◆ **Input data**:
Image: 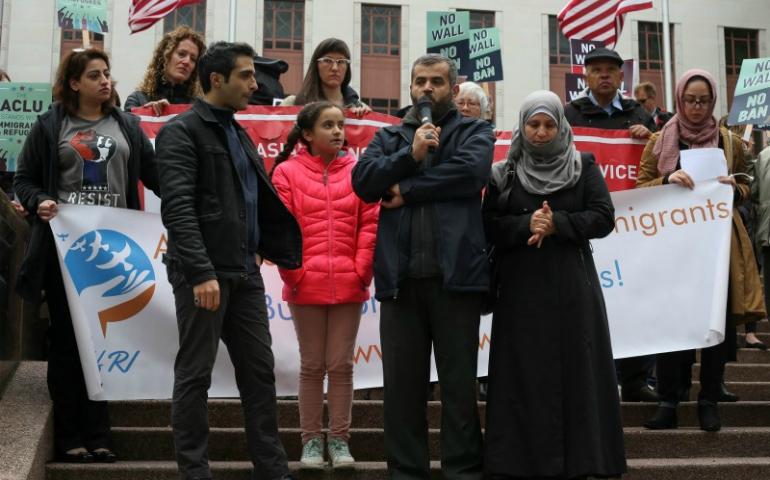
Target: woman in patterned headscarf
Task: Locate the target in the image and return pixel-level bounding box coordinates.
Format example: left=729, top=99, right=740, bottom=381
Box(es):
left=483, top=91, right=626, bottom=479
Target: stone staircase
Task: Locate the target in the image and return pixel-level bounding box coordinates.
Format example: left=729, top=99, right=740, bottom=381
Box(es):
left=46, top=321, right=770, bottom=480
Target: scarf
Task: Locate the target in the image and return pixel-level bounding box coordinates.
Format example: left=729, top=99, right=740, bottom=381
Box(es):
left=652, top=70, right=719, bottom=175
left=508, top=90, right=583, bottom=195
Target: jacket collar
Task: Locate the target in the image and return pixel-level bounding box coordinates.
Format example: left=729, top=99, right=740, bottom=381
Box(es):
left=192, top=98, right=243, bottom=130
left=292, top=145, right=355, bottom=173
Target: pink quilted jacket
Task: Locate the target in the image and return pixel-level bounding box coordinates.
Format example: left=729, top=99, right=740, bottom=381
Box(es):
left=273, top=148, right=379, bottom=305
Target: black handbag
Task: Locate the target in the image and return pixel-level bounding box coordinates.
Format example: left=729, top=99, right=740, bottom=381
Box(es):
left=481, top=161, right=516, bottom=315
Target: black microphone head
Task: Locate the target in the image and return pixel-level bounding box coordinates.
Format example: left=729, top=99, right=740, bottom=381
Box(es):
left=417, top=95, right=433, bottom=125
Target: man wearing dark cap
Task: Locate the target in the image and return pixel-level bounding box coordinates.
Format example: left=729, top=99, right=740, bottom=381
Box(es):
left=564, top=48, right=655, bottom=139
left=564, top=48, right=658, bottom=402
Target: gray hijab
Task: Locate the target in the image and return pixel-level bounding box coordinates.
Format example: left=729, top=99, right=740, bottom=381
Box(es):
left=508, top=90, right=583, bottom=195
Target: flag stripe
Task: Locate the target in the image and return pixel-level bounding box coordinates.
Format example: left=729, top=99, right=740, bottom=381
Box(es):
left=557, top=0, right=652, bottom=49
left=128, top=0, right=203, bottom=33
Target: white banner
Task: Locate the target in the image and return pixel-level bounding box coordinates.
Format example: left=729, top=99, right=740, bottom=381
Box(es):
left=51, top=205, right=490, bottom=400
left=51, top=180, right=732, bottom=400
left=591, top=180, right=733, bottom=358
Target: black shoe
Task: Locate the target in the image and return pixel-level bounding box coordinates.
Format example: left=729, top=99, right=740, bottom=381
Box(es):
left=91, top=450, right=118, bottom=463
left=698, top=404, right=722, bottom=432
left=479, top=381, right=488, bottom=402
left=642, top=407, right=679, bottom=430
left=620, top=385, right=658, bottom=403
left=56, top=452, right=94, bottom=463
left=714, top=380, right=741, bottom=402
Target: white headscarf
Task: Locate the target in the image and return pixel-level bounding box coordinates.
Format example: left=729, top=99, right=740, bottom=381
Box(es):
left=508, top=90, right=583, bottom=195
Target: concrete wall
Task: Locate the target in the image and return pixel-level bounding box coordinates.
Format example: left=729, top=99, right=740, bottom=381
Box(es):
left=0, top=0, right=770, bottom=129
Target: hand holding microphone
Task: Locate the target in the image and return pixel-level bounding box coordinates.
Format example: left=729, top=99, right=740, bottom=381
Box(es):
left=412, top=95, right=441, bottom=162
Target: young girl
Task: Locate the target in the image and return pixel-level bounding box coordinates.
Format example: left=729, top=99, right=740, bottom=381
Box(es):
left=272, top=101, right=379, bottom=469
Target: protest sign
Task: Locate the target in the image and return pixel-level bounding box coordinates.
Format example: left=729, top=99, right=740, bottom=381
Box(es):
left=468, top=28, right=503, bottom=82
left=569, top=38, right=604, bottom=74
left=51, top=205, right=491, bottom=400
left=727, top=58, right=770, bottom=125
left=0, top=82, right=51, bottom=172
left=591, top=179, right=733, bottom=358
left=564, top=73, right=586, bottom=103
left=427, top=12, right=473, bottom=76
left=56, top=0, right=109, bottom=33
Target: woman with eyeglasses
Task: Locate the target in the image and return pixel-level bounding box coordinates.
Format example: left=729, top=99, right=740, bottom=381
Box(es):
left=636, top=70, right=752, bottom=432
left=281, top=38, right=372, bottom=117
left=123, top=25, right=206, bottom=115
left=13, top=48, right=160, bottom=463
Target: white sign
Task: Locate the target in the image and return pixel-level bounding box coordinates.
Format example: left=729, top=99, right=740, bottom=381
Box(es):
left=51, top=180, right=732, bottom=400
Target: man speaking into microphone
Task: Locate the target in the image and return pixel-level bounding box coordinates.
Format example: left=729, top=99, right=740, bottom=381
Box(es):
left=352, top=54, right=495, bottom=480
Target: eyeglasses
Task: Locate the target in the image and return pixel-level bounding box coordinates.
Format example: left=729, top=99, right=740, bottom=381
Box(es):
left=682, top=98, right=713, bottom=110
left=318, top=57, right=350, bottom=68
left=455, top=100, right=481, bottom=108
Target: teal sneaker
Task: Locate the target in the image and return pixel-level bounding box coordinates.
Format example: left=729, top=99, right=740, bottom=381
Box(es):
left=327, top=438, right=356, bottom=469
left=299, top=437, right=324, bottom=470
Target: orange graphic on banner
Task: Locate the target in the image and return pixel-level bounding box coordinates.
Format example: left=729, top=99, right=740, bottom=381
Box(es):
left=353, top=345, right=382, bottom=363
left=99, top=285, right=155, bottom=338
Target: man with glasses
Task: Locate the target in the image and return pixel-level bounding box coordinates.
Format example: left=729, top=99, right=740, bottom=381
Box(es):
left=564, top=48, right=658, bottom=402
left=634, top=82, right=674, bottom=130
left=564, top=48, right=657, bottom=140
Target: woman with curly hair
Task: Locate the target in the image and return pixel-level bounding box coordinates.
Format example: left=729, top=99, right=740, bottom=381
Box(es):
left=281, top=38, right=372, bottom=117
left=123, top=25, right=206, bottom=115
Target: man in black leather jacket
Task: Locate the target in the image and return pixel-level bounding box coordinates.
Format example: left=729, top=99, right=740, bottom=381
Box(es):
left=155, top=42, right=302, bottom=480
left=353, top=54, right=495, bottom=480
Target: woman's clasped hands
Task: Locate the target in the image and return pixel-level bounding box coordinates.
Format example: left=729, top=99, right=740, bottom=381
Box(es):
left=527, top=201, right=556, bottom=248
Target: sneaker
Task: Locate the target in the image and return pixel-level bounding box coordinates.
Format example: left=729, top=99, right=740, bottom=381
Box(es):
left=299, top=437, right=324, bottom=470
left=327, top=438, right=356, bottom=469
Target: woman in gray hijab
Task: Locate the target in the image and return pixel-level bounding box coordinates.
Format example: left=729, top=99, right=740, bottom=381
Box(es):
left=483, top=91, right=626, bottom=479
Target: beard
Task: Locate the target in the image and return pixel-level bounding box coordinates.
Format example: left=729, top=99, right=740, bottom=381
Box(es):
left=412, top=94, right=455, bottom=124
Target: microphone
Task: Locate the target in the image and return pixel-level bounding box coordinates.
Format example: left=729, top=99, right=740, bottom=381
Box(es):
left=417, top=95, right=436, bottom=154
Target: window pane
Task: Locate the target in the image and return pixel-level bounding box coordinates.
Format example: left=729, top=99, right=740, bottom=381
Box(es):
left=361, top=14, right=372, bottom=43
left=275, top=12, right=292, bottom=38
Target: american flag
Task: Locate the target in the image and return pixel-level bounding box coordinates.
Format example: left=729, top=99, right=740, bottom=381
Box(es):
left=128, top=0, right=203, bottom=33
left=557, top=0, right=652, bottom=49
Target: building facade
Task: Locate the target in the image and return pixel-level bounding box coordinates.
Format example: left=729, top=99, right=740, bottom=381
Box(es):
left=0, top=0, right=770, bottom=129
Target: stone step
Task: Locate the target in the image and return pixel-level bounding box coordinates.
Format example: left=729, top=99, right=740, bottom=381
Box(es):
left=752, top=319, right=770, bottom=333
left=110, top=400, right=770, bottom=428
left=621, top=402, right=770, bottom=428
left=46, top=457, right=770, bottom=480
left=690, top=380, right=770, bottom=402
left=105, top=427, right=770, bottom=462
left=732, top=348, right=770, bottom=364
left=692, top=363, right=770, bottom=382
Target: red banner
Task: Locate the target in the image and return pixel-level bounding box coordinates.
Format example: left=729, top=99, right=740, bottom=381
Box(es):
left=132, top=105, right=401, bottom=172
left=572, top=127, right=647, bottom=192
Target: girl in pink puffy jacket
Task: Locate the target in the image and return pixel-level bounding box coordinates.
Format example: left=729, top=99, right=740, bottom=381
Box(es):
left=272, top=101, right=379, bottom=469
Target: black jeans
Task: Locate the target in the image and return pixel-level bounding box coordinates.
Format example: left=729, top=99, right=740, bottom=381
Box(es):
left=656, top=342, right=727, bottom=404
left=167, top=267, right=289, bottom=480
left=43, top=249, right=111, bottom=455
left=380, top=277, right=483, bottom=480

◆ **Work to complete**: Give the material as a Markdown table with the columns "Number" and "Entry", beginning at the line containing "Target: beard" and continuing through the line containing "left=412, top=94, right=455, bottom=124". Number each line in order and omit any blank lines.

◆ **Exercise output**:
| Number | Entry |
|---|---|
| 1 | Target: beard |
| 2 | Task: Locate the target in the image and return pixel-level bounding box coordinates. |
| 3 | Format example: left=729, top=99, right=740, bottom=381 |
| 4 | Box(es): |
| 5 | left=412, top=94, right=455, bottom=124 |